__DOCUMENTO__:
╭──

A Dubai è stato raggiunto un accordo storico per istituire un fondo Loss&Damage. Come lo si rende operativo ora?
«Siamo molto soddisfatti del lavoro svolto, perché è stato attivato più rapidamente di molti altri strumenti e l’Italia è uno dei massimi contributori. Ora c’è bisogno di scrivere le regole, ossia definire come ci si iscrive al fondo, come arrivano i soldi e non solo».
Si sente ottimista o pessimista per la Cop29?
«Cerco sempre di essere ottimista, ma questa Cop si porta dietro alcune zavorre importanti».
Ovvero?

╰──

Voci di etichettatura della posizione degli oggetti
╭──

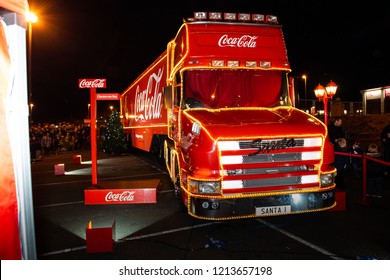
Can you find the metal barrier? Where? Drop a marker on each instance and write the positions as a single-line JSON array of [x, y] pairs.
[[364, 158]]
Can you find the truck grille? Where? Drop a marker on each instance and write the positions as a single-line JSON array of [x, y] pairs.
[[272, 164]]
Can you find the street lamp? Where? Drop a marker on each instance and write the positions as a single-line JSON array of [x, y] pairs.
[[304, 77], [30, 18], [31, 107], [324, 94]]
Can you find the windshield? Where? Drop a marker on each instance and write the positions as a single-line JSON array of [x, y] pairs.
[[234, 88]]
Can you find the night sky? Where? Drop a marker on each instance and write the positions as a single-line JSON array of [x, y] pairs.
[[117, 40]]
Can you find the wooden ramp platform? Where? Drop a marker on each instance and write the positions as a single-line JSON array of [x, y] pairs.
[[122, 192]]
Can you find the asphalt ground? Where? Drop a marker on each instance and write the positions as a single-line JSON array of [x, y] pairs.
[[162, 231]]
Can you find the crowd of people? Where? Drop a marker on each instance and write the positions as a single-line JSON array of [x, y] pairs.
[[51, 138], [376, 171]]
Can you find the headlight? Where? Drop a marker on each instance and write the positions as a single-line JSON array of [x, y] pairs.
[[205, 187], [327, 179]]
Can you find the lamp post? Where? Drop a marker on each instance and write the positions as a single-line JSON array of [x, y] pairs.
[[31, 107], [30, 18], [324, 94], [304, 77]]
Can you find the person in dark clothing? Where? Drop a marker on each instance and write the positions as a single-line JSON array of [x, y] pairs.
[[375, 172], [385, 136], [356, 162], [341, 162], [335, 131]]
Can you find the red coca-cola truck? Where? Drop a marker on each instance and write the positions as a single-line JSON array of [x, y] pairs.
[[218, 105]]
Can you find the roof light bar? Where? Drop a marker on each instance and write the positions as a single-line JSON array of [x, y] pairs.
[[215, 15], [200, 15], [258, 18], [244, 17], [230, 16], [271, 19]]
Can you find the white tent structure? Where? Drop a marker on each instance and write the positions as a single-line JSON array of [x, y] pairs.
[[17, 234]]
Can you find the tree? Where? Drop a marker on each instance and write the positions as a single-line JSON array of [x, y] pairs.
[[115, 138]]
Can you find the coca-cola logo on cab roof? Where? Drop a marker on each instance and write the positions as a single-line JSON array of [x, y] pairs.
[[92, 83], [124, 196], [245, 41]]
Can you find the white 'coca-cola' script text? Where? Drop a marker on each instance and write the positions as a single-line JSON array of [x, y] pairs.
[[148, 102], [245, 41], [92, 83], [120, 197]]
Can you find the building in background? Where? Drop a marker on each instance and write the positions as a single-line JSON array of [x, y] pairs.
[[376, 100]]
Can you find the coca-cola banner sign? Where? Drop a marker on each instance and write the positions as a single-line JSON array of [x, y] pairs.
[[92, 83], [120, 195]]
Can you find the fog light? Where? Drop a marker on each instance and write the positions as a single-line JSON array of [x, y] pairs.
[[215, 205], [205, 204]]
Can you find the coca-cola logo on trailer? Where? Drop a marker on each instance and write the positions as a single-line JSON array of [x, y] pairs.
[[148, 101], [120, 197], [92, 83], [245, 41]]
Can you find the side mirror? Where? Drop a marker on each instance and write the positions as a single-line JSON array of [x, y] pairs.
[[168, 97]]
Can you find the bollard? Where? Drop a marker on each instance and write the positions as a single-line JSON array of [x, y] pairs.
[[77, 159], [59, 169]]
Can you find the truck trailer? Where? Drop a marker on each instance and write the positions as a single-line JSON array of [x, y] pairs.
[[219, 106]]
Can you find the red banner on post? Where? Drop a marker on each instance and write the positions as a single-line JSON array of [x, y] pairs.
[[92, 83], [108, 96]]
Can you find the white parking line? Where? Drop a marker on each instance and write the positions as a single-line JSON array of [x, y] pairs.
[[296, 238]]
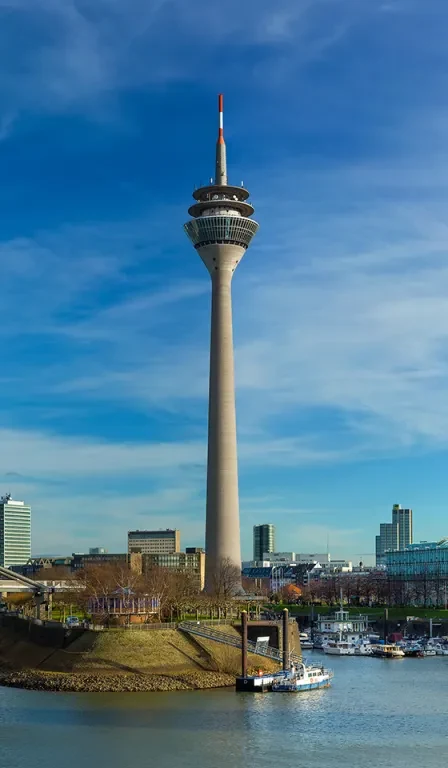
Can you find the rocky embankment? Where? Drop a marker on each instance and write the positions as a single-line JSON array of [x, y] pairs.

╰──

__COMPITI RICHIESTI__:
a: Riporti fedelmente il passo dell'intervista sul fondo Loss&Damage che comincia con "A Dubai è stato" e prosegue fino a "per la Cop29?".
b: Scriva il seguito dell'intervista sul fondo Loss&Damage, riprendendo subito dopo l'ultima battuta riportata.

__RISPOSTE AI COMPITI__:
a:
A Dubai è stato raggiunto un accordo storico per istituire un fondo Loss&Damage. Come lo si rende operativo ora?
«Siamo molto soddisfatti del lavoro svolto, perché è stato attivato più rapidamente di molti altri strumenti e l’Italia è uno dei massimi contributori. Ora c’è bisogno di scrivere le regole, ossia definire come ci si iscrive al fondo, come arrivano i soldi e non solo».
Si sente ottimista o pessimista per la Cop29?

b:
«Innanzitutto, la presidenza è stata scelta di corsa e si colloca a metà di due giganti: gli Emirati Arabi, che hanno investito molto a livello di immagine; e il Brasile, a cui già guardano tutti. Poi c’è da tenere in considerazione che il tema da affrontare quest’anno è difficilissimo e le elezioni americane creano incertezza».
Insomma, è pessimista…
«Non sarei realista se non mettessi nell’equazione tutti questi fattori aggravanti. Ma fino all’ultimo c’è speranza».
In copertina: Donald Trump durante un comizio a Milwaukee, in Wisconsin, 1 novembre 2024 (EPA/Jeffrey Phelps)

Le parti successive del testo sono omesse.